▶ **Document extract**:
+---+

By KHOR HUI MIN
Most people are creatures of habit, and once they have settled into a comfortable routine, they rarely want to make a move or change. If there’s something that threatens their comfort zones, there will be resistance.
Change is inevitable. When faced with a situation that’s no longer beneficial to you, you can attempt to change your circumstances, you can change yourself, or you can change your environment. However, you cannot just do nothing.
Viewing change in a positive light
How you view change can make a world of a difference in how you handle it.
“In this age of rapid change, which some refer to as disruption, we should see change as evolution”, says Jana Stanfield, CSP , a world-class musician, speaker, and co-founder of Together We Can Change the World.
“I recommend seeing ourselves as explorers in a new land, because it’s a new landscape every day. What we have in common with explorers is that there is no map, because explorers are the map-makers.
Explorers don’t let themselves be held back by the fact that they don’t have the answers, and they don’t know what’s going to happen and what lies ahead. They are constantly learning from experience and other explorers,” adds Stanfield in Leadership Nuggets.
The reality of organisational change
Due to the ever-evolving landscape of business and the introduction of new technological innovations, many companies, such as consumer-goods and retail companies, have decided to embark on transformational programmes.
The reasons for doing it are varied. Some might do it as a response to outside pressure, while others want to get ahead of the crowd. However, according to McKinsey, 70 per cent of complex, large-scale change programmes don’t achieve their stated goals.
The common stumbling blocks cited by McKinsey include low employee engagement, lack of management support, poor or non-existent cross-functional collaboration, and a lack of accountability.
During and after the implementation of the transformation programme, leadership has to ensure that employees are on board with them, which should translate into changing mindsets and behaviour. However, not many leaders or managers know how to make this happen.
Making organisational change collaborative
It is possible to make organisational change a collaborative effort to get employees on board with it.
In his article in Forbes.com, Carsten Tams, Senior Advisor of Ethics and Compliance Initiative (ECI), proposed co-creation as a strategy to bring together multiple parties to collaborate on producing a desired outcome. He suggested moving away from the traditional company-centric perspective, where the consumer is viewed as an outsider.

+---+

▶ **Given entries**:
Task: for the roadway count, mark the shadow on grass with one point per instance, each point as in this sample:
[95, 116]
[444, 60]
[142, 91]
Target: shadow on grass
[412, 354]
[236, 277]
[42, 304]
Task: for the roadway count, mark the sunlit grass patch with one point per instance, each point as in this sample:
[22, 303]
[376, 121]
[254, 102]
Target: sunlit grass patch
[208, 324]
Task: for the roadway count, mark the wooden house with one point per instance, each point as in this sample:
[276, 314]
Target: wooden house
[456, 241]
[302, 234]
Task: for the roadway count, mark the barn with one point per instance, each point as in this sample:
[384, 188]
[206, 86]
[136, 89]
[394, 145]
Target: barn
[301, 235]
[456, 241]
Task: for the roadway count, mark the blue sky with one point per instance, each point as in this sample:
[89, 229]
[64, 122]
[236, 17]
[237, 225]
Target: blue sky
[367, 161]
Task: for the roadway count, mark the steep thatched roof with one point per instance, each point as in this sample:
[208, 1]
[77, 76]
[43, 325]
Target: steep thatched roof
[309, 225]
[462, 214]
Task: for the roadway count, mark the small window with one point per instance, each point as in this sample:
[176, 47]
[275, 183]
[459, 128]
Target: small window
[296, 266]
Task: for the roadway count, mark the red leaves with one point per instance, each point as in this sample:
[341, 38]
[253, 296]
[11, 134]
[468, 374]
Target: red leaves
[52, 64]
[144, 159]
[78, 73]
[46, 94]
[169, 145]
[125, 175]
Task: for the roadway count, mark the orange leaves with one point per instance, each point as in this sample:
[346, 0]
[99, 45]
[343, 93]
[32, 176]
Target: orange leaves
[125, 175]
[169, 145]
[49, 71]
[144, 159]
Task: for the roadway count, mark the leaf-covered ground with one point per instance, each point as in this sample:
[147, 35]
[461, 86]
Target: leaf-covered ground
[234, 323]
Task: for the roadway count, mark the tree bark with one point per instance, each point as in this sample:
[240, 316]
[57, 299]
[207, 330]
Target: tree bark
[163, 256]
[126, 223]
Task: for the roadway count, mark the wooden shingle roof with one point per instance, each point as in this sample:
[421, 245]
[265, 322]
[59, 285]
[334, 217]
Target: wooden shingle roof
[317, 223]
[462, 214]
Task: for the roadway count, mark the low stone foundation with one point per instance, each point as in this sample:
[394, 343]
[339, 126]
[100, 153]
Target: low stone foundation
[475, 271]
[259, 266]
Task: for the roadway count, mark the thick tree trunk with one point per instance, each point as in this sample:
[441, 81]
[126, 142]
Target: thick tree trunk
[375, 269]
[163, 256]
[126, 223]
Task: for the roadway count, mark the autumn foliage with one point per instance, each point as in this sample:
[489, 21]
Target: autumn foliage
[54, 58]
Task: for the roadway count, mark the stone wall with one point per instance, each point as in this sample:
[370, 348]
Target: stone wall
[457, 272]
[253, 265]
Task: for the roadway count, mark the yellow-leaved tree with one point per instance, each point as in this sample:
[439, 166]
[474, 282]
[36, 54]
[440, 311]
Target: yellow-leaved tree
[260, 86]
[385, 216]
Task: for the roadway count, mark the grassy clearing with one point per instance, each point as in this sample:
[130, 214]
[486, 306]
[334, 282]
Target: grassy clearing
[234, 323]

+---+

▶ **Exercise tasks**:
[A] Edit the article on change by reproducing everything from "Viewing change in" down to "in Leadership Nuggets.", with "disruption" swapped for "upheaval".
[B] In the article on change, what share of complex, large-scale change programs fail to achieve their stated goals, according to McKinsey?
[C] Turn the paragraph of the article on change that begins "The common stumbling blocks cited by McKinsey" into a list.

▶ **Answers for the tasks**:
[A]
Viewing change in a positive light
How you view change can make a world of a difference in how you handle it.
“In this age of rapid change, which some refer to as upheaval, we should see change as evolution”, says Jana Stanfield, CSP , a world-class musician, speaker, and co-founder of Together We Can Change the World.
“I recommend seeing ourselves as explorers in a new land, because it’s a new landscape every day. What we have in common with explorers is that there is no map, because explorers are the map-makers.
Explorers don’t let themselves be held back by the fact that they don’t have the answers, and they don’t know what’s going to happen and what lies ahead. They are constantly learning from experience and other explorers,” adds Stanfield in Leadership Nuggets.

[B] 70 percent

[C]
Common stumbling blocks cited by McKinsey:
- Low employee engagement
- Lack of management support
- Poor or non-existent cross-functional collaboration
- Lack of accountability